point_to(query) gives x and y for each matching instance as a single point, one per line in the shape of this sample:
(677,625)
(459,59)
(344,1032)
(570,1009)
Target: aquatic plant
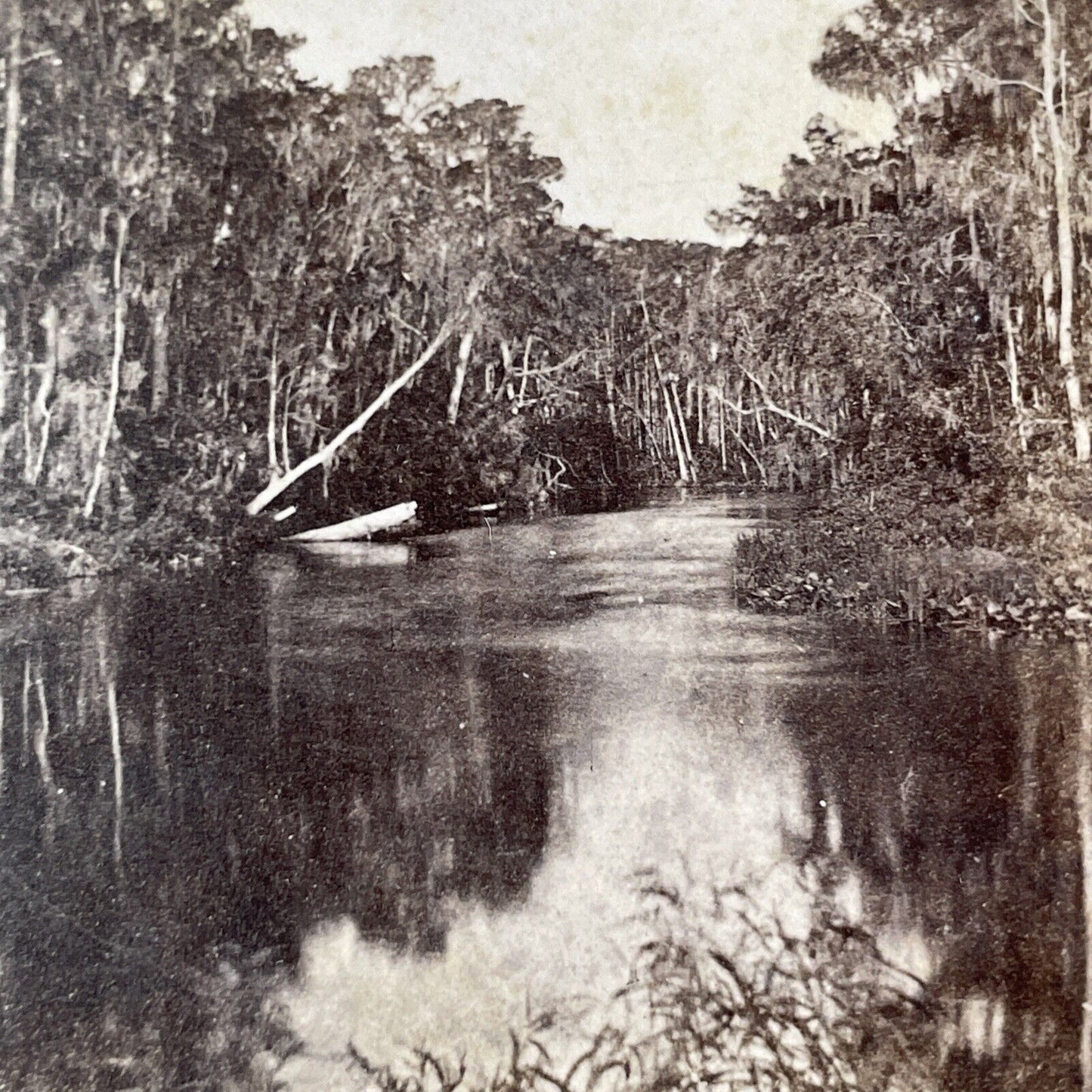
(725,991)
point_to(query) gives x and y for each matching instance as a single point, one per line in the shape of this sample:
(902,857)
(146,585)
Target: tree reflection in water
(470,759)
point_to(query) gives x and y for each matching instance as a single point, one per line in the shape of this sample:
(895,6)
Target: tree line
(225,289)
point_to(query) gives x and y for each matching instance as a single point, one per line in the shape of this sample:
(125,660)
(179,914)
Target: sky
(657,108)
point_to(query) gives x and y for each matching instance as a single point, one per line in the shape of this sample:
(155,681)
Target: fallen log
(360,527)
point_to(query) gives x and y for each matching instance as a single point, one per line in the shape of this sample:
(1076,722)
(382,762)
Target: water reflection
(434,780)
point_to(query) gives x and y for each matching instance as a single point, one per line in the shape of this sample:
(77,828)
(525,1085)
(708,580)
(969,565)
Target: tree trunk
(1062,155)
(456,387)
(1013,373)
(279,485)
(14,106)
(119,345)
(43,411)
(271,426)
(161,363)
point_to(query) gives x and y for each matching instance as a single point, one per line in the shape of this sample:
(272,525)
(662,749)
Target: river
(434,797)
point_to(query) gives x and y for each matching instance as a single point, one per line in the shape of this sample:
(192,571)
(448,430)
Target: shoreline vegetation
(225,289)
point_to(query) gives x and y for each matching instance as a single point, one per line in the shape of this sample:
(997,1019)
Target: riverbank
(945,552)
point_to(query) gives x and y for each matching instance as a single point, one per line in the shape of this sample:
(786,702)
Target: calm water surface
(414,785)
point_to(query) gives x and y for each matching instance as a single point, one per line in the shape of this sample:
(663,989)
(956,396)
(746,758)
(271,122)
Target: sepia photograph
(545,546)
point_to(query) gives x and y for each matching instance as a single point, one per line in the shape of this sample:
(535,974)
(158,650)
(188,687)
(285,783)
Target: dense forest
(226,291)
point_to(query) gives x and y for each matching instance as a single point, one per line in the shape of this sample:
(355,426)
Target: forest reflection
(469,758)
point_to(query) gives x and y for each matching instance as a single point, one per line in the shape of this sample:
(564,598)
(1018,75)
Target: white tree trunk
(1063,156)
(119,348)
(279,485)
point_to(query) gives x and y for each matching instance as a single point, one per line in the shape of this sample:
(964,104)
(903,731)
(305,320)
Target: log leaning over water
(360,527)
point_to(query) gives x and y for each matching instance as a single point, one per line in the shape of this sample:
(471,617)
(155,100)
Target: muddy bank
(1021,567)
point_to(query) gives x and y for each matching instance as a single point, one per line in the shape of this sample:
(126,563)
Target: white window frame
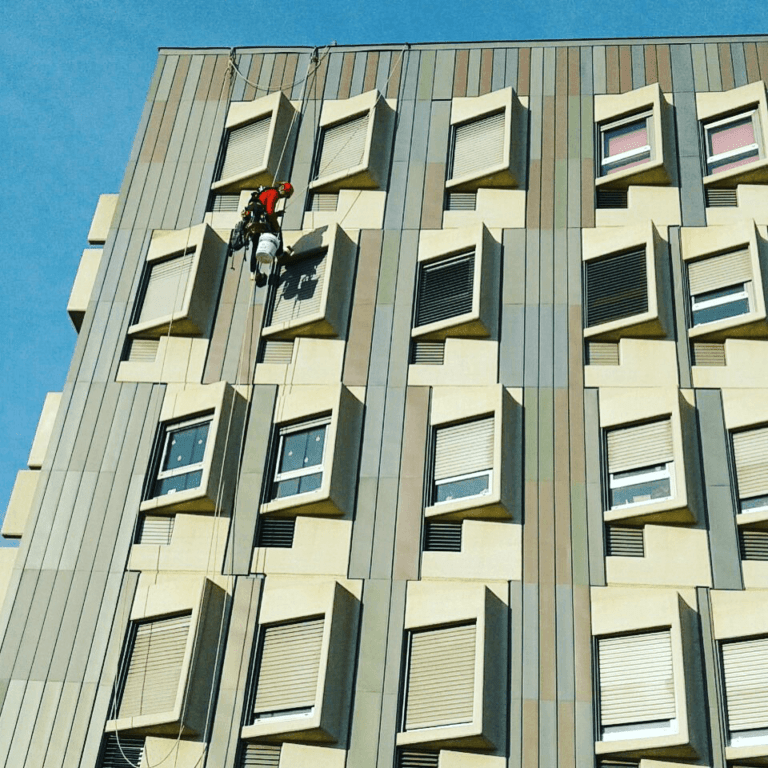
(303,426)
(607,163)
(745,293)
(169,430)
(732,154)
(481,473)
(639,476)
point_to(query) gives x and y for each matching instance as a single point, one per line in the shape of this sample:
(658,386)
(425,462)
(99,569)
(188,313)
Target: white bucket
(267,248)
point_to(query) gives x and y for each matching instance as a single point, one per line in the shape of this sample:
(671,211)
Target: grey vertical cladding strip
(721,510)
(712,679)
(594,480)
(680,303)
(242,533)
(228,714)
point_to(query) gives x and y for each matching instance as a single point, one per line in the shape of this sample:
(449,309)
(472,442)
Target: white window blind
(289,667)
(343,146)
(636,678)
(246,147)
(745,669)
(154,671)
(461,449)
(750,453)
(166,286)
(300,290)
(441,677)
(643,445)
(478,145)
(720,271)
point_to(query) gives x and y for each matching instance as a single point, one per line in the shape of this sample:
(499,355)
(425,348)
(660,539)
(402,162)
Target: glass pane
(186,446)
(178,483)
(302,449)
(725,138)
(652,490)
(750,505)
(720,311)
(461,489)
(625,138)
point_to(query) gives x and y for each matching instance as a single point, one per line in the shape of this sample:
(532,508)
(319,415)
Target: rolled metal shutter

**WORK TASK**
Leave the pictures out and output the rest of the data word for word.

**COMPLETED EXERCISE**
point_to(query) gives x and y for each matching instance as a single point, one per line in the shape of this sample:
(677,625)
(459,59)
(344,1032)
(570,1009)
Target: aquatic plant
(725,991)
point_to(query) gives x and y for each matching instance as a single point, one per line in the shape of this sample:
(902,857)
(146,585)
Target: tree reflection in water
(470,759)
point_to(query) gives x and y for each matching instance as a single point, one per line in the shape of this sample:
(895,6)
Target: tree line
(225,289)
point_to(query) gives x and y for each matching instance as a single point, one per line in the shape of this sample:
(125,660)
(179,914)
Target: sky
(657,108)
point_to(query) gives x and y for each matching instance as a single point, one per line in the shape of this sample:
(155,681)
Target: fallen log
(360,527)
point_to(query) gives x and y for each matching instance as a single point, one per line in the shape of this sample:
(1076,722)
(382,762)
Target: water reflection
(434,780)
point_to(query) gives x and y for each matching instance as a single point, one per line in the shape of this sample:
(77,828)
(525,1085)
(708,580)
(969,565)
Target: tree trunk
(1062,155)
(456,387)
(1013,373)
(279,485)
(14,106)
(119,345)
(43,411)
(271,426)
(161,363)
point_to(query) gives x and y for each matching instance as a single point, one per line in the shape of this sample:
(272,525)
(662,749)
Target: river
(434,797)
point_to(query) gives x and y for each matching instance as a single point, one per line in the shape of this sample:
(192,571)
(448,430)
Target: shoreline vegetation
(225,289)
point_to(query) gives x and y for each matching instance as a single point, one per line in the shape of this sample:
(997,1019)
Target: riverbank
(945,552)
point_to(query) gives x and y for each matching instance as a single point, one per line in the shape of this sample:
(786,702)
Target: calm water surface
(414,785)
point_to(query) gives x and y for each matching instance as a single point, one per line in the shape of this sample:
(663,989)
(956,396)
(746,758)
(271,122)
Target: sepia photograph
(545,546)
point_to(query) gives x and y for each matching instance as a single point, one per line in the shape of this sample:
(535,974)
(158,650)
(188,687)
(285,783)
Target: dense forest
(226,291)
point_to(query) gives x and y for each matching instance as a single point, one per line in the shape of this sample:
(355,426)
Target: forest reflection
(469,758)
point_to(query) gives x and y for each matching instance as a single point, one per line in the shape of this sample:
(564,598)
(1018,75)
Target: white tree trunk
(1063,156)
(119,348)
(279,485)
point_to(query) gives x and y for each matching instance as a single point, one per line in the shape of this sample:
(964,104)
(903,731)
(305,320)
Target: log leaning over water
(360,527)
point_to(query) gives x and y for each matching instance as a single point, one per line in the shape of this sample:
(471,617)
(155,100)
Target: muddy bank
(1021,567)
point_to(query) gives x and y for each matching instance as a single point, one per line in the shape of this sample:
(126,563)
Target: white window frame
(303,426)
(607,163)
(745,293)
(169,430)
(732,154)
(481,473)
(639,476)
point_to(query) gives x and y for each matching instance as a single point, one per line in the shape of this sample:
(658,386)
(425,462)
(99,569)
(188,313)
Target: white bucket
(267,248)
point_to(query) gives x and y for each matching instance as a single point, one per line in the shape of this sample:
(671,211)
Target: grey vertical cladding strip
(721,510)
(712,679)
(594,480)
(680,303)
(242,533)
(228,714)
point_to(query) gives x and y for each matching instance as a single point, one per line in the shape of this sample:
(449,309)
(472,442)
Target: white window blind
(289,667)
(343,146)
(636,678)
(246,147)
(745,669)
(154,671)
(461,449)
(750,453)
(166,286)
(300,290)
(441,677)
(643,445)
(478,145)
(720,271)
point_to(query) gives x and y for each matching instance as a single point, one per line in the shape of this sample:
(499,355)
(425,348)
(660,539)
(402,162)
Target: glass pane
(186,446)
(178,483)
(302,449)
(725,138)
(652,490)
(750,505)
(720,311)
(461,489)
(625,138)
point_to(query) gives x and y for each matching instance as a single point, one per line in the shape of this sample:
(532,508)
(319,415)
Target: rolled metal shutter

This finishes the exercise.